===== Items

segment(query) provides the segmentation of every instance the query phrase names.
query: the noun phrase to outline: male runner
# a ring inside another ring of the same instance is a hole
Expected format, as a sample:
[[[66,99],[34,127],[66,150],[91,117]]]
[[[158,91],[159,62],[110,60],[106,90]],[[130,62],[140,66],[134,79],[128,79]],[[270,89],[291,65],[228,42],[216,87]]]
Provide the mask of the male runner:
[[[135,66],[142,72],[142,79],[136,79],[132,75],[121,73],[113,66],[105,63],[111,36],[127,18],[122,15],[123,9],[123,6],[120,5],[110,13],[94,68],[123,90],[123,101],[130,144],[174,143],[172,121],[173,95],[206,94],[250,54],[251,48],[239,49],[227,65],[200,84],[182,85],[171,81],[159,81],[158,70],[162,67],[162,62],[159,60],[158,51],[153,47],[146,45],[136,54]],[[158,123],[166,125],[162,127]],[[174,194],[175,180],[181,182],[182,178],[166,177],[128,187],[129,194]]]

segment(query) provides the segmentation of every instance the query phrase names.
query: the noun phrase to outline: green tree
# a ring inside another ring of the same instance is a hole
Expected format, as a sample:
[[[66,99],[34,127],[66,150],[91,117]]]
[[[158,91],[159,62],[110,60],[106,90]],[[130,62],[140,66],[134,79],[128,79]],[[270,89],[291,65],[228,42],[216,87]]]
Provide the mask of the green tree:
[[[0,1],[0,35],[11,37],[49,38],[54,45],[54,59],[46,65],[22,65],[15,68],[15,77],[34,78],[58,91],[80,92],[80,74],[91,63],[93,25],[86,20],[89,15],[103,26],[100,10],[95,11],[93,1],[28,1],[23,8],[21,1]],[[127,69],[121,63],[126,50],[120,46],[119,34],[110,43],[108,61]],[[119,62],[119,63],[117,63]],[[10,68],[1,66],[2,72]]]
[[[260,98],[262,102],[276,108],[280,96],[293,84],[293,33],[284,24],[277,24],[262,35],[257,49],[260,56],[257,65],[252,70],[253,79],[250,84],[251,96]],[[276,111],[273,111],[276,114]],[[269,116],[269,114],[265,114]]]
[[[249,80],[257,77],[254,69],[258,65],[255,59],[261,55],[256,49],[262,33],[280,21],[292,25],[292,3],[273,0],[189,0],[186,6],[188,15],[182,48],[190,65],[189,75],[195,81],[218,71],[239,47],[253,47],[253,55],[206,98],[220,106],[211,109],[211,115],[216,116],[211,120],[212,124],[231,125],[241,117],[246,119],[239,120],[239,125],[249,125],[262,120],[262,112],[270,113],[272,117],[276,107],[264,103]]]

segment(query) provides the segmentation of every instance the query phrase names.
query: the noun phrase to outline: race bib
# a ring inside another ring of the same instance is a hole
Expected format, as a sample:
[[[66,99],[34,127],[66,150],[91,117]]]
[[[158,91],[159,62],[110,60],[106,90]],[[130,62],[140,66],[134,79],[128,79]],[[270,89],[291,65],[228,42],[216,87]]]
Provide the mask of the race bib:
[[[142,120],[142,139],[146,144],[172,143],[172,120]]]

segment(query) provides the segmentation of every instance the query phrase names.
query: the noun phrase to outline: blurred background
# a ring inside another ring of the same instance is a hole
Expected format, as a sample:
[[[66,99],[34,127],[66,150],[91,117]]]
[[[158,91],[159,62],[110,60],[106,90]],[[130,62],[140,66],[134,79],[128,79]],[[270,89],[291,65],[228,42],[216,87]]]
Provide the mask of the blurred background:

==========

* **Written request**
Echo the lines above word for word, covering every one of them from start to finish.

* **Result of this task**
segment(query) provides the segmentation of every instance the query phrase names.
query: the noun phrase to outline: male runner
# a ring inside another ring of the same instance is a hole
Expected format, as a sample:
[[[66,99],[34,127],[66,150],[91,117]]]
[[[158,91],[159,62],[110,60],[106,90]],[[130,62],[140,66],[134,79],[128,79]],[[270,89],[291,65],[228,42],[216,87]]]
Provide the mask of the male runner:
[[[135,66],[142,72],[142,79],[136,79],[132,75],[121,73],[113,66],[105,63],[111,36],[127,18],[122,15],[123,9],[123,6],[120,5],[110,13],[94,68],[123,90],[123,101],[130,144],[174,143],[172,121],[173,95],[206,94],[250,54],[251,48],[239,49],[227,65],[200,84],[182,85],[171,81],[159,81],[158,70],[162,67],[162,62],[159,60],[158,51],[153,47],[146,45],[136,54]],[[158,123],[166,125],[162,127]],[[174,194],[175,180],[181,182],[182,178],[166,177],[128,187],[129,194]]]

segment(query) provides the segmentation of every instance the query phrase names.
query: the noun phrase to outline: green tree
# a ring inside another ring of the same instance is a hole
Expected format, as a sample:
[[[66,99],[34,127],[66,150],[91,117]]]
[[[158,91],[159,62],[110,60],[106,90]],[[130,62],[140,66],[134,79],[128,79]],[[270,89],[291,65],[228,42],[216,87]]]
Provide the mask of the green tree:
[[[0,1],[0,35],[11,37],[49,38],[54,45],[54,59],[46,65],[22,65],[15,68],[15,77],[34,78],[58,91],[80,92],[80,74],[91,63],[93,25],[86,20],[89,15],[103,26],[100,10],[95,11],[93,1],[28,1],[23,8],[21,1]],[[127,69],[121,63],[126,50],[120,46],[119,34],[110,43],[108,61]],[[119,62],[119,63],[117,63]],[[10,68],[1,66],[2,72]]]
[[[260,98],[262,102],[276,108],[280,96],[293,84],[293,33],[284,24],[277,24],[262,35],[257,49],[260,56],[257,65],[252,70],[253,79],[250,84],[251,96]],[[276,111],[273,111],[276,114]],[[269,116],[269,114],[265,114]]]
[[[249,80],[257,77],[254,69],[258,65],[255,59],[261,55],[256,49],[262,33],[280,21],[292,25],[292,3],[273,0],[189,0],[186,6],[188,15],[182,48],[190,65],[189,75],[195,81],[218,71],[239,47],[253,47],[253,55],[206,98],[220,106],[211,109],[211,115],[216,116],[211,120],[212,124],[231,125],[241,117],[246,119],[239,120],[239,125],[249,125],[262,120],[262,112],[270,113],[272,117],[276,107],[264,103]]]

segment(query) provides the segmentation of every instance the query phrase names.
query: the noun phrase to outline: race bib
# a ring inside another ring of the same instance is a hole
Expected format, as a sample:
[[[66,99],[34,127],[66,150],[91,117]]]
[[[158,91],[159,62],[110,60],[106,90]],[[130,62],[140,66],[134,79],[128,79]],[[270,89],[291,65],[228,42],[216,87]]]
Provide the mask of the race bib:
[[[142,120],[142,139],[146,144],[172,143],[172,120]]]

segment(query) provides the segmentation of every instance the query phrase names.
query: the noun phrase to outline: blurred background
# a ring inside another ring of the same instance is a hole
Expected format, as a sample:
[[[66,99],[34,127],[66,150],[91,117]]]
[[[158,91],[159,62],[110,60],[106,90]],[[130,62],[140,66],[134,79],[128,79]],[[270,89],[291,65],[228,42],[216,87]]]
Provide the mask of the blurred background:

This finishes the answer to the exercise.